[Data items]
**********
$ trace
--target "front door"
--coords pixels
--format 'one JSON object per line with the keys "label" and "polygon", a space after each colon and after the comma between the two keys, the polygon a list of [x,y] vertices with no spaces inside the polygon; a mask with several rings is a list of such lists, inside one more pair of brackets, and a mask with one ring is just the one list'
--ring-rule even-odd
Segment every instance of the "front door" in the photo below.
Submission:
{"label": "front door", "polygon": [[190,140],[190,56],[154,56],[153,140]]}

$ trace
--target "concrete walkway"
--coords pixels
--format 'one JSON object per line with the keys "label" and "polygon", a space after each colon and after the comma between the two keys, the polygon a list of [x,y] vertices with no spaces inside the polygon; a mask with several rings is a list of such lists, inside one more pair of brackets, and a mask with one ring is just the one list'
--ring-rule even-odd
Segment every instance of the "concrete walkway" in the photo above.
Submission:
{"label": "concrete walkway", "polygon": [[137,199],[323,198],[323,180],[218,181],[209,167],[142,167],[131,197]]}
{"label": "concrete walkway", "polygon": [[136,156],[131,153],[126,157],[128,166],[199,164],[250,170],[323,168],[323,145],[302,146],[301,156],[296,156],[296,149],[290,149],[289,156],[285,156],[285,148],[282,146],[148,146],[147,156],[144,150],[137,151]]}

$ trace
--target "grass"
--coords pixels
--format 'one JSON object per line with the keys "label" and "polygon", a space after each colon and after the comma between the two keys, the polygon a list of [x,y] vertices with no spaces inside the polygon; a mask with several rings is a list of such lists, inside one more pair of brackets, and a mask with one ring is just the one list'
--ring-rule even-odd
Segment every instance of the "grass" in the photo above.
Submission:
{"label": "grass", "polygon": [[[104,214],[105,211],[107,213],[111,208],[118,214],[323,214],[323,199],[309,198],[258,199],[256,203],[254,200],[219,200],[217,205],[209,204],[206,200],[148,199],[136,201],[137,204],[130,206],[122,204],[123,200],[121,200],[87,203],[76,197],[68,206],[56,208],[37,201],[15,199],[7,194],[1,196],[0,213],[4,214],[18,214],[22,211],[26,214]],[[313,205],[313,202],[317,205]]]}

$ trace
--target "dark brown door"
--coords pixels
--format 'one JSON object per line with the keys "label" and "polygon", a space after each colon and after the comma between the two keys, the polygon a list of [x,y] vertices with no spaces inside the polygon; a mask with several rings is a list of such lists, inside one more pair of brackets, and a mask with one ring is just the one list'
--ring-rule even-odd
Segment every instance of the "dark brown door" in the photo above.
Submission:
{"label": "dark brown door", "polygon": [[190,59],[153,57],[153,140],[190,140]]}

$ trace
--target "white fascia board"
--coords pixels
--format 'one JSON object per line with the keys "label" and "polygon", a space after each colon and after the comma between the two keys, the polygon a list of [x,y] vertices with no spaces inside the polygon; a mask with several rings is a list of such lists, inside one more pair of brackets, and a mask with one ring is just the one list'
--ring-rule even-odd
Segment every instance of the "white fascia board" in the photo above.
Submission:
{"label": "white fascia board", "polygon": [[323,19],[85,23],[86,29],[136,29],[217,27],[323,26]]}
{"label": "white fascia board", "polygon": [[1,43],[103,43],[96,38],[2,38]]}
**********
- [Directions for this task] Write the listing out again, exactly as shown above.

- [Task solution]
$ trace
--target "front door"
--coords pixels
--format 'one JSON object per line with the keys "label" and "polygon", a space after each colon and after the comma between the two keys, the polygon a list of [x,y] vertices with no spaces inside the polygon; a mask with several rings is a list of such lists, inside one more pair of brackets, and a mask with one ring is just the one list'
--ring-rule even-odd
Segment every instance of the "front door" in the photo below.
Submission:
{"label": "front door", "polygon": [[190,140],[190,56],[154,56],[153,140]]}

$ trace
--target "concrete walkway"
--coords pixels
--format 'one JSON object per line with the keys "label" and "polygon", a space after each colon and after the comma between the two keys, the polygon a list of [x,y] vertices with no spaces inside the polygon; a mask with several rings is a list of such lists, inside one more pair of brackets, and a mask with one ring is just the one list'
--ring-rule even-odd
Segment every instance of the "concrete walkway" in the photo above.
Submission:
{"label": "concrete walkway", "polygon": [[137,199],[323,198],[323,180],[218,181],[209,167],[142,167],[131,197]]}
{"label": "concrete walkway", "polygon": [[136,156],[131,153],[126,157],[128,166],[199,164],[250,170],[323,168],[323,145],[302,146],[301,156],[296,156],[296,149],[290,149],[289,156],[285,156],[285,148],[282,146],[148,146],[147,156],[144,150],[137,151]]}

$ trace
--target "grass"
--coords pixels
--format 'one JSON object per line with the keys "label" and "polygon", a space after each colon and after the comma between the two keys, the polygon a list of [x,y] vertices with no spaces inside the polygon; a mask with several rings is a list of such lists, inside one more pair of brackets, and a mask with one ring is just the one list'
--ring-rule even-odd
Segment every instance of the "grass" in the photo above.
Submission:
{"label": "grass", "polygon": [[[104,214],[105,211],[107,213],[111,208],[118,214],[323,214],[323,199],[309,198],[258,199],[256,203],[254,200],[219,200],[217,205],[209,204],[206,200],[148,199],[136,201],[137,204],[130,206],[122,204],[123,200],[121,200],[87,203],[76,197],[68,206],[56,208],[37,201],[15,199],[7,194],[1,196],[0,213],[4,214],[18,214],[22,211],[26,214]],[[313,205],[313,202],[317,205]]]}

$ trace
--target "dark brown door"
--coords pixels
--format 'one JSON object per line with the keys "label" and "polygon", a space after each colon and after the comma between the two keys, the polygon a list of [x,y] vertices with no spaces inside the polygon; a mask with several rings is a list of such lists, inside one more pair of brackets, and a mask with one ring is just the one list'
--ring-rule even-odd
Segment every instance of the "dark brown door" in the photo above.
Submission:
{"label": "dark brown door", "polygon": [[190,59],[153,57],[153,140],[190,140]]}

$ trace
--target "white fascia board"
--coords pixels
--format 'one JSON object per line with the keys "label" and "polygon", a space after each colon and after the comma between the two keys, the polygon a list of [x,y] vertices with no spaces inside the polygon; a mask with several rings is a list of such lists, inside one more pair of brackets, and a mask with one ring is just the one list'
--ring-rule even-odd
Segment every instance of the "white fascia board" in the photo above.
Submission:
{"label": "white fascia board", "polygon": [[323,19],[85,23],[86,29],[136,29],[217,27],[323,26]]}
{"label": "white fascia board", "polygon": [[1,43],[103,43],[96,38],[2,38]]}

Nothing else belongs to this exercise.